** WRITTEN TASK **
Reproduce word for word the rows from the line holding "bed base in" through the line holding "Query: white bed base", inclusive, and nothing else.

** EXTRACTED DATA **
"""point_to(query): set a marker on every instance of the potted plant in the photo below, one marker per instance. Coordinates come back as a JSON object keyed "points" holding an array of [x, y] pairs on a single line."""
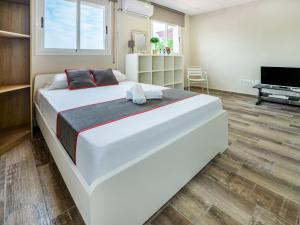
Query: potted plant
{"points": [[154, 41]]}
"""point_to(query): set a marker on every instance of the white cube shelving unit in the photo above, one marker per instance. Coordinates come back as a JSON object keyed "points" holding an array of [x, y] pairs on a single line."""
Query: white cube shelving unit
{"points": [[158, 70]]}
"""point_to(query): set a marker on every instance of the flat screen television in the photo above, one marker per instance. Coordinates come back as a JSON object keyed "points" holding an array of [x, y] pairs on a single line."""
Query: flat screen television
{"points": [[280, 76]]}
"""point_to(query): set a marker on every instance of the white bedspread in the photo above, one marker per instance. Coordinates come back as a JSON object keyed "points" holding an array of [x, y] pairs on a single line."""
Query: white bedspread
{"points": [[105, 148]]}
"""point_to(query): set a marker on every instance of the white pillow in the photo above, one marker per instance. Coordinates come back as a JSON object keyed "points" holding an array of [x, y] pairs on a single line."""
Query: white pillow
{"points": [[119, 76], [59, 81]]}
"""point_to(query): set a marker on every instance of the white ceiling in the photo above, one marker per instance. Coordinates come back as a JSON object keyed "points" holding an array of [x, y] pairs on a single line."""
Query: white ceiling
{"points": [[193, 7]]}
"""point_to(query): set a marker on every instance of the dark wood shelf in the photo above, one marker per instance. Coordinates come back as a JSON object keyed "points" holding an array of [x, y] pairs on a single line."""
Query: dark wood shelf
{"points": [[14, 87], [10, 137]]}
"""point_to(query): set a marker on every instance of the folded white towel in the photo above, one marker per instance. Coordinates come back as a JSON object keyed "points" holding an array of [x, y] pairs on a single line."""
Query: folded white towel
{"points": [[150, 94], [138, 96]]}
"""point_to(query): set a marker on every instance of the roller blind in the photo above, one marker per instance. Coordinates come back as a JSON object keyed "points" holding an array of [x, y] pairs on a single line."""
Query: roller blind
{"points": [[168, 15]]}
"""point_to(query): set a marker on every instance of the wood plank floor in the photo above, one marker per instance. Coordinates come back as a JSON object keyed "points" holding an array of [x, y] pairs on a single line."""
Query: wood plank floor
{"points": [[255, 182]]}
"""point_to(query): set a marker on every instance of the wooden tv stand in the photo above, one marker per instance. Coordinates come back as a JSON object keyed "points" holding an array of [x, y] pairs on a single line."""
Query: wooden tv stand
{"points": [[278, 94]]}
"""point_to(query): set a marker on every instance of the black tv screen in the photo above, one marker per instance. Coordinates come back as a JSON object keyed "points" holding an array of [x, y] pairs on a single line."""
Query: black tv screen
{"points": [[281, 76]]}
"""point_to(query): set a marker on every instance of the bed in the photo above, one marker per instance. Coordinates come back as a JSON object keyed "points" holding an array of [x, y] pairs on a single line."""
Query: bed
{"points": [[126, 170]]}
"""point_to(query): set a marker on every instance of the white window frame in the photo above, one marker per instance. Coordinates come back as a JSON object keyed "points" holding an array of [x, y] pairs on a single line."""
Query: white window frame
{"points": [[40, 48], [166, 32]]}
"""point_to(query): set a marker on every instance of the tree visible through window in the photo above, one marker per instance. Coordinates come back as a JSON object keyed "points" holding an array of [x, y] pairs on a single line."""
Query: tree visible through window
{"points": [[169, 36]]}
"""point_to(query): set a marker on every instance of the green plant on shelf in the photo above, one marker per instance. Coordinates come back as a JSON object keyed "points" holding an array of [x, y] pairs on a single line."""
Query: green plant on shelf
{"points": [[155, 42]]}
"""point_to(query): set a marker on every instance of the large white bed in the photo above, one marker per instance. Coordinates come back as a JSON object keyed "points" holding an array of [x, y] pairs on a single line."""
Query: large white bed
{"points": [[127, 170]]}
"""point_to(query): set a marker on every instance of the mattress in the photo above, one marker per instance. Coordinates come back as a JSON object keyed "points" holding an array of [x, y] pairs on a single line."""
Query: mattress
{"points": [[103, 149]]}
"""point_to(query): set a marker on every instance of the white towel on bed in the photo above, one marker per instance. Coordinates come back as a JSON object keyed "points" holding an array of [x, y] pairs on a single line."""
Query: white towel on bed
{"points": [[138, 96], [150, 94]]}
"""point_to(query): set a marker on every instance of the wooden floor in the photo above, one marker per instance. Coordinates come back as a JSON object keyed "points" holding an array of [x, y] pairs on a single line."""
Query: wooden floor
{"points": [[255, 182]]}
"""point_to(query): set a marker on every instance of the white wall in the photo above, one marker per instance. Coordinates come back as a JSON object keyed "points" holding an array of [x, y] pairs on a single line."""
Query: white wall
{"points": [[232, 44]]}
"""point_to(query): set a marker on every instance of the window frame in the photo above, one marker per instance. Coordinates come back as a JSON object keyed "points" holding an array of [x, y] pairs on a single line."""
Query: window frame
{"points": [[166, 34], [40, 48]]}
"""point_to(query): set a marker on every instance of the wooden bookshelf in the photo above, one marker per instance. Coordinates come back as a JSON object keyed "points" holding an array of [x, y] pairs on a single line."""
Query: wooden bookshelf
{"points": [[14, 87], [8, 34], [10, 137], [14, 72]]}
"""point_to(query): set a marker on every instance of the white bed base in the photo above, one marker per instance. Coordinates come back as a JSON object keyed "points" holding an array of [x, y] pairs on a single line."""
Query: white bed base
{"points": [[131, 194]]}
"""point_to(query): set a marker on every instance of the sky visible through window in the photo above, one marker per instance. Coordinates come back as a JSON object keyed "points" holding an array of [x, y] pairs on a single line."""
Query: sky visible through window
{"points": [[61, 24]]}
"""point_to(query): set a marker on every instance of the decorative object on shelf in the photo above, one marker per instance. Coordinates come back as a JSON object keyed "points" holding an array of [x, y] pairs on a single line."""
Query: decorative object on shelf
{"points": [[168, 50], [131, 45], [154, 41], [140, 39]]}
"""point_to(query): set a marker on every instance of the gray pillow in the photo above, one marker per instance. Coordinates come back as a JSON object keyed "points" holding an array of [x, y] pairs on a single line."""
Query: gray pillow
{"points": [[104, 77], [79, 79]]}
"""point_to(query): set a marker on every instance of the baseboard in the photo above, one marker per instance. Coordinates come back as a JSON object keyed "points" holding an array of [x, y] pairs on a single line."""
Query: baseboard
{"points": [[227, 92]]}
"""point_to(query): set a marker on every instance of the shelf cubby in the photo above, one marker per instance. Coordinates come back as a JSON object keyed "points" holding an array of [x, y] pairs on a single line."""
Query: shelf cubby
{"points": [[178, 62], [145, 64], [169, 63], [179, 86], [157, 63], [145, 78], [155, 69], [178, 76], [158, 78], [15, 112]]}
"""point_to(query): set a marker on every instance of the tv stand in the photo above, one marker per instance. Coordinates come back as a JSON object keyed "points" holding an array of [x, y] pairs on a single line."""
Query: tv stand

** TASK OUTPUT **
"""point_to(query): set a marker on every instance of the white bed base in the photo above, one marker per instance. Coordinates come back as a JSON object keyed "points" holding an array of [x, y] pairs on a single line."""
Query: white bed base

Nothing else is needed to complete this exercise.